### Raw data

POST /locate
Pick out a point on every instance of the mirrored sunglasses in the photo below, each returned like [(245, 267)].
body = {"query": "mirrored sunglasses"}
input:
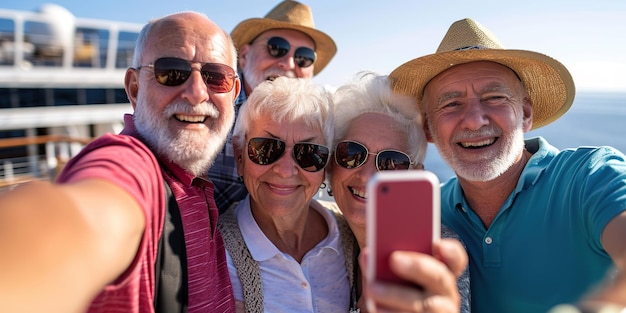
[(278, 47), (311, 157), (218, 77), (351, 154)]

### Problem to work on
A word-for-word copy of all the data, without pictures, is the expected output.

### Output for this exercise
POST /locate
Pick out a point on every instance of the mirrored sunglasses in the photo below, each returned like [(245, 267)].
body = {"query": "mirrored sunglasses"}
input:
[(278, 47), (311, 157), (218, 77), (351, 154)]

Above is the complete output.